Rows from a pointing dataset:
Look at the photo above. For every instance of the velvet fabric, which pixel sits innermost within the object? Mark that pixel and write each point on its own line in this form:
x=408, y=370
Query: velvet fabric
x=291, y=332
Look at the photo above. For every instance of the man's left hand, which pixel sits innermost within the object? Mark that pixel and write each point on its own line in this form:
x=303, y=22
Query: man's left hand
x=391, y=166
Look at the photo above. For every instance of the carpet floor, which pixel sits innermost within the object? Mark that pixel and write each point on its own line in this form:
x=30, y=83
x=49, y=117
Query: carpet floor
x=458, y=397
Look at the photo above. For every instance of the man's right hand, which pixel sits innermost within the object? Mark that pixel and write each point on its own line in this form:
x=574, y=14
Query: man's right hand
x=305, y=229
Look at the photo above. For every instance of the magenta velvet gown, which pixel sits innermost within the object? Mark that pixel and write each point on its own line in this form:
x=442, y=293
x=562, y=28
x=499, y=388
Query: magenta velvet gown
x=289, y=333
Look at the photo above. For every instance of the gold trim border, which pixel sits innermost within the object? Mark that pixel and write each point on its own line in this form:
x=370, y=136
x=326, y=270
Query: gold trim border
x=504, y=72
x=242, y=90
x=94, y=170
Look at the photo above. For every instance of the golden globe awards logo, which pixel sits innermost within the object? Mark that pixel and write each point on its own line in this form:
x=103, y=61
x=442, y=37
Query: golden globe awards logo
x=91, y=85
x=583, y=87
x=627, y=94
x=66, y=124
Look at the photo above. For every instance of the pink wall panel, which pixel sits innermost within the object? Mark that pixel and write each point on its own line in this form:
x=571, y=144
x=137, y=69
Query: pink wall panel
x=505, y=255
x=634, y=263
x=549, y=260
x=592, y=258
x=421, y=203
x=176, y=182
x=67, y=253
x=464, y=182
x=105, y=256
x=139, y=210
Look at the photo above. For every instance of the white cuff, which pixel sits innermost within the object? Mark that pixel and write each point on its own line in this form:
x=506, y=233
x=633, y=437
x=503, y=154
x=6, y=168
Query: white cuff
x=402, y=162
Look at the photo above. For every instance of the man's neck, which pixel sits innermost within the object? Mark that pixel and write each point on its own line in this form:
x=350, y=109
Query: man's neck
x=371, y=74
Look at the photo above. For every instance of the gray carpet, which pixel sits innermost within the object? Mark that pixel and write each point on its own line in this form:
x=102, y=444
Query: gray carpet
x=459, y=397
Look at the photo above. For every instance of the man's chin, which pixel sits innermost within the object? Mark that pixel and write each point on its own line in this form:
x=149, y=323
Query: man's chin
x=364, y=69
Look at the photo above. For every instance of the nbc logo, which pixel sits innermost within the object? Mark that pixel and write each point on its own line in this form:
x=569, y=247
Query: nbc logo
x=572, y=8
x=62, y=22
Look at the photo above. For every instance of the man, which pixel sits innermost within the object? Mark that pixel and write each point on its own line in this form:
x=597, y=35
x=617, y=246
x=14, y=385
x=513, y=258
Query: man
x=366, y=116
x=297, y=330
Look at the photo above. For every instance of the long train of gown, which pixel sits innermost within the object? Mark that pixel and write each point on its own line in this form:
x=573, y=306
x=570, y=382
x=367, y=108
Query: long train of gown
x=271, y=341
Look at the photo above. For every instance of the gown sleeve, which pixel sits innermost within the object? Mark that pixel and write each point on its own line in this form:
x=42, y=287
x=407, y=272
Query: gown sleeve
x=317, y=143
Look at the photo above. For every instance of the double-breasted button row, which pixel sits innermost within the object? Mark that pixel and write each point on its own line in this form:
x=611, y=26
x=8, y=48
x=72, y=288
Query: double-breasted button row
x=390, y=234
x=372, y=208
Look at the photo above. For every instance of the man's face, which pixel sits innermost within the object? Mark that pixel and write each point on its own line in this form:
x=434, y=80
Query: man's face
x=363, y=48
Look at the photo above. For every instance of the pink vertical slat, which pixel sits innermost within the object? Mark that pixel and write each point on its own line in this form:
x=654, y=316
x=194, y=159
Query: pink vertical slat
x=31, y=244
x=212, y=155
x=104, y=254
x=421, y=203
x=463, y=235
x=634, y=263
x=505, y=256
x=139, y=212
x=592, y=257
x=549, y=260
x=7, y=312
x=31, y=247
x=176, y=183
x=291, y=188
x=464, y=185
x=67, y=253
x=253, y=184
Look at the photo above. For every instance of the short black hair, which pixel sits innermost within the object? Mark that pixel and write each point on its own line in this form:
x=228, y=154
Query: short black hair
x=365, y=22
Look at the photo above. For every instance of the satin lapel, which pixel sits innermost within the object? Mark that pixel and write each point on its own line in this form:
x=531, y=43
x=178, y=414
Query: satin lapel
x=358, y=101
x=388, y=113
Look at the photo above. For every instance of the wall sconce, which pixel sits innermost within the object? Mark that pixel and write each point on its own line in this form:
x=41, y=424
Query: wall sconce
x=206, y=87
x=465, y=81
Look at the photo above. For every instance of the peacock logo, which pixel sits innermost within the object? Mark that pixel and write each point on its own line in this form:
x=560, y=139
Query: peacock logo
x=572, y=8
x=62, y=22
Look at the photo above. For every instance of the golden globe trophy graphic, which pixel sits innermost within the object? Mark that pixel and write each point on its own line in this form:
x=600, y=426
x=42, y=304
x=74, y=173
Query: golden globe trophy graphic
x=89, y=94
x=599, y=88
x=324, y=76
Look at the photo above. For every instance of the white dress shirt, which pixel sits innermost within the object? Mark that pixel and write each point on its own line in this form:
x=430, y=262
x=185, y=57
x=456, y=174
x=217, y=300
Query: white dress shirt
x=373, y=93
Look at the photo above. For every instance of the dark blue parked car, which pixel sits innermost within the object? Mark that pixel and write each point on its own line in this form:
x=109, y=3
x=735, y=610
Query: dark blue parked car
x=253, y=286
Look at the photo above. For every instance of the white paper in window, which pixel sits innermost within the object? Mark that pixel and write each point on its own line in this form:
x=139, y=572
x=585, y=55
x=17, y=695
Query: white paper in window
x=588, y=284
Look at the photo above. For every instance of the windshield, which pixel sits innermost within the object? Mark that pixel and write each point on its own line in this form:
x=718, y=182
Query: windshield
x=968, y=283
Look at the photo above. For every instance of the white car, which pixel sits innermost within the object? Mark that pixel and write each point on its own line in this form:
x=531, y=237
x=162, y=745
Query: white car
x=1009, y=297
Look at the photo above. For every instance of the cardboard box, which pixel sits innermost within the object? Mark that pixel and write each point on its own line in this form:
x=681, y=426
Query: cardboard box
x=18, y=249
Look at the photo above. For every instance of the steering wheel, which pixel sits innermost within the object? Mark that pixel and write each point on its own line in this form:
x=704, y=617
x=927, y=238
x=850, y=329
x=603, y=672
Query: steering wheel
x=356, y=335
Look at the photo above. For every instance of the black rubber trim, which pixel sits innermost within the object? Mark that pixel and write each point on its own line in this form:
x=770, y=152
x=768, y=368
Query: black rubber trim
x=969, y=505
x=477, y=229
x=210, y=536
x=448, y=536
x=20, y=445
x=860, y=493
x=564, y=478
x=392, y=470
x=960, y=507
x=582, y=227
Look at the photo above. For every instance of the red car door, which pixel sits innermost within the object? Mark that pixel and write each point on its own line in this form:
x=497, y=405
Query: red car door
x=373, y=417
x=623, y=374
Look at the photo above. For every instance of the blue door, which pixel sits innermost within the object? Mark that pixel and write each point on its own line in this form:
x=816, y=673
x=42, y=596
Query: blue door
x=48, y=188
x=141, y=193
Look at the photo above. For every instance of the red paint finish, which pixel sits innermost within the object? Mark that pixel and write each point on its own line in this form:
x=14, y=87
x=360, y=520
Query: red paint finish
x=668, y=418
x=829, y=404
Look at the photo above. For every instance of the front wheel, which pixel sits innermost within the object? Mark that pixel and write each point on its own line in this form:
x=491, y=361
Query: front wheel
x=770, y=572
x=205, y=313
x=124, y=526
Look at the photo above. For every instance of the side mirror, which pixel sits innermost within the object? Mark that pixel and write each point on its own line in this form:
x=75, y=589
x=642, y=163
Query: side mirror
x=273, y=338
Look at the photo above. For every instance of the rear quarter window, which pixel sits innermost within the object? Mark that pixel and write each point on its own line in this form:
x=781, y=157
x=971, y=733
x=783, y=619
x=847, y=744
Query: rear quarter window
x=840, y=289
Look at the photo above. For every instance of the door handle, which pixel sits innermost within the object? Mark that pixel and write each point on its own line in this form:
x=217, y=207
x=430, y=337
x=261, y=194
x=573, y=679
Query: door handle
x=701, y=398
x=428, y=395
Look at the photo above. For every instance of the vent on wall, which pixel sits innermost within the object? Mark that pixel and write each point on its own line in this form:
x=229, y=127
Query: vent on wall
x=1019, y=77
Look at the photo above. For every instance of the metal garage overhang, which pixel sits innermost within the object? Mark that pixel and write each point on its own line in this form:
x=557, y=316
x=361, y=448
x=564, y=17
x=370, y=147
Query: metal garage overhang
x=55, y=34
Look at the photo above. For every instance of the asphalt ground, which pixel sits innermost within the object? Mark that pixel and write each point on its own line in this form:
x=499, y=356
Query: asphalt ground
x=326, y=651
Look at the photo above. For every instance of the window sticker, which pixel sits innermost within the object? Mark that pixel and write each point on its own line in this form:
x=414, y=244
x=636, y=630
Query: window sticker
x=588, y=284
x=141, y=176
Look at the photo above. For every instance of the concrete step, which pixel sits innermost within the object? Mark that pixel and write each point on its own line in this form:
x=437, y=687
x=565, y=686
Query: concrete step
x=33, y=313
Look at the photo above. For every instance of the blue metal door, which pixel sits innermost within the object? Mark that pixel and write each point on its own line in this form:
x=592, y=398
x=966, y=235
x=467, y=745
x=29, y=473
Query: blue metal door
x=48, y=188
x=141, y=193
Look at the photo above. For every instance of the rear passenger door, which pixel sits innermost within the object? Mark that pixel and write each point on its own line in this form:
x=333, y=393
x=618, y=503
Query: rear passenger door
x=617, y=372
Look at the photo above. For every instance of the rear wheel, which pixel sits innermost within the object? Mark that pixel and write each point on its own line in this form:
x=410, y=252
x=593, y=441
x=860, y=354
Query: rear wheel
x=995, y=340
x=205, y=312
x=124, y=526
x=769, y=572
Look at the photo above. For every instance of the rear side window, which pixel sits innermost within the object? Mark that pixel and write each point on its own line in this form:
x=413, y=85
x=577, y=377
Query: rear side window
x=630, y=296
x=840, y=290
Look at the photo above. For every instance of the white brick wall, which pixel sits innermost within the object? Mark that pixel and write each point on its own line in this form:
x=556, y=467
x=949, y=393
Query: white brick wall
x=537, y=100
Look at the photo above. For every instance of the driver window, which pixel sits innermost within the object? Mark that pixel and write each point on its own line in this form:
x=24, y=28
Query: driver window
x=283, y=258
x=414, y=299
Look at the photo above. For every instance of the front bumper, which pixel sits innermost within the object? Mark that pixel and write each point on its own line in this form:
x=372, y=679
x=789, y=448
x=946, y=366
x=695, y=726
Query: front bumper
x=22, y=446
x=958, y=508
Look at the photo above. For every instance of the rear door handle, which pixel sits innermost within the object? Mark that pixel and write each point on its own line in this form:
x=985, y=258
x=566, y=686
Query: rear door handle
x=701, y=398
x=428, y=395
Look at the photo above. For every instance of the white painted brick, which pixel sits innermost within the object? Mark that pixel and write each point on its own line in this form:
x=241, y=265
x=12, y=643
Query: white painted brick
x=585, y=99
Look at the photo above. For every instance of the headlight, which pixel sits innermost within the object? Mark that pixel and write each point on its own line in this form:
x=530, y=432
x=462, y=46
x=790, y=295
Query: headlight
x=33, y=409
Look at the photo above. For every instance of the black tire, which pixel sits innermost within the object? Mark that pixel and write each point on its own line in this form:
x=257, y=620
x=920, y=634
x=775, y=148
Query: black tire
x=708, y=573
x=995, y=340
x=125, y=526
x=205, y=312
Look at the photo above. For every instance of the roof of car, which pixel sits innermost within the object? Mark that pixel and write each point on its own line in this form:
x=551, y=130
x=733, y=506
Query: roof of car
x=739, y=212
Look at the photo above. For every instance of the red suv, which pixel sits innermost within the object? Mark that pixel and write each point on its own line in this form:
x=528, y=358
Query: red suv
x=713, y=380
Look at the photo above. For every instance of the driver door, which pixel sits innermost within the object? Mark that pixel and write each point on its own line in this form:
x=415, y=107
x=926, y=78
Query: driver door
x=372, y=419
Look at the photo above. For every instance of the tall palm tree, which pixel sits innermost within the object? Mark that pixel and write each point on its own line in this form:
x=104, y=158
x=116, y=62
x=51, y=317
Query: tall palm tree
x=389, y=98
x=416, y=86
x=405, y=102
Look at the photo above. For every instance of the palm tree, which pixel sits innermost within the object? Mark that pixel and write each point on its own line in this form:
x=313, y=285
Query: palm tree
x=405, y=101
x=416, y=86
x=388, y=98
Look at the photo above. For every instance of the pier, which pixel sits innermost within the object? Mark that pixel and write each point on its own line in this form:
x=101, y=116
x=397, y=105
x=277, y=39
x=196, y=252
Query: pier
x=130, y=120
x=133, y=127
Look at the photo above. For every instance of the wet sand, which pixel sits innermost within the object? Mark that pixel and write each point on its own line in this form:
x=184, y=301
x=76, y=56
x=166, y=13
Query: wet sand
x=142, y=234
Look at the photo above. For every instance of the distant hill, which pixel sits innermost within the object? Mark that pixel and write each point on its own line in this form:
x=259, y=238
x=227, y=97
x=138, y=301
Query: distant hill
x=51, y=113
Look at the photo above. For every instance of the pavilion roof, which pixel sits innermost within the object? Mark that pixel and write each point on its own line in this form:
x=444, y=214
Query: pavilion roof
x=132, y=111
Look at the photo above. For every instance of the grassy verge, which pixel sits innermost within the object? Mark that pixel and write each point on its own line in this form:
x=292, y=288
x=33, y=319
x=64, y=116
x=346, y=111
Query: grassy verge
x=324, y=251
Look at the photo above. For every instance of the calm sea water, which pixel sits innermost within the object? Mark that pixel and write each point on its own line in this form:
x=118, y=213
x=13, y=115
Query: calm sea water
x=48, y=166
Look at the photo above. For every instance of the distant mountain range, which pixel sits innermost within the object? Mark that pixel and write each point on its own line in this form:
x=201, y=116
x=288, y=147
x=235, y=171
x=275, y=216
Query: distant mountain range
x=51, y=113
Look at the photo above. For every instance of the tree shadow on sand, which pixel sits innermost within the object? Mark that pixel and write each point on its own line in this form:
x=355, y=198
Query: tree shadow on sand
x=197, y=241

Goal
Rewrite the entries from the line with "Look at the photo above. For every instance of the magenta" up to and including the line with "x=94, y=170" as a Markdown table with the columns n and Line, one row per line and blank lines left out.

The result
| n | Line |
|---|---|
| 1 | Look at the photo above. For every instance of the magenta velvet gown, which pixel sits innermost within the object? Mark that pixel and write each point on its own line in this form: |
| 2 | x=442, y=293 |
| 3 | x=562, y=28 |
| 4 | x=499, y=388 |
| 5 | Query: magenta velvet gown |
| 6 | x=289, y=333 |
| 7 | Look at the photo above. For every instance of the gold trim border, which pixel sits innermost within the object? Mark that pixel and write each point on its own line in this form: |
| 8 | x=370, y=136 |
| 9 | x=326, y=270 |
| 10 | Query: gold trim border |
| 11 | x=504, y=72 |
| 12 | x=242, y=90 |
| 13 | x=94, y=170 |